TASK PROMPT
Copy out all of the material below line for line, without changing anything. Leave the pictures out.

RECORDS FOR THE TASK
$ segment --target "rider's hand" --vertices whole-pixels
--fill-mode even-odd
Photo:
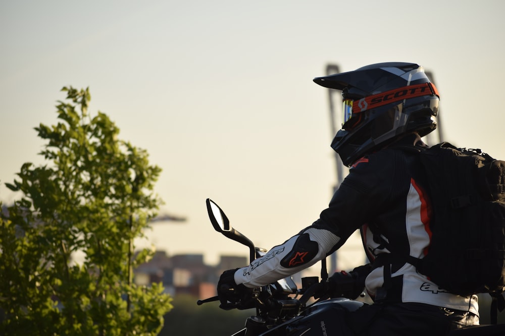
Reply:
[[[316,298],[343,297],[354,300],[363,292],[365,280],[371,270],[370,264],[360,266],[350,272],[335,273],[321,283],[314,294]]]
[[[219,307],[223,309],[247,309],[254,307],[252,290],[235,282],[234,276],[238,268],[225,271],[218,282],[218,296],[221,302]]]

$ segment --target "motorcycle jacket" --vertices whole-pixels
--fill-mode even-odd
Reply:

CORRECT ANSWER
$ segment --target "rider's hand" --vertices whole-pixels
--fill-mode even-odd
Photo:
Reply:
[[[316,298],[343,297],[354,300],[363,292],[365,280],[371,270],[370,264],[360,266],[350,272],[335,273],[321,283],[314,294]]]
[[[219,307],[223,309],[247,309],[254,307],[252,290],[235,282],[234,276],[238,268],[225,271],[218,282],[218,296],[221,302]]]

$ segment --target "motorcycle jacket" --vertices whole-pixels
--fill-mode even-odd
Reply:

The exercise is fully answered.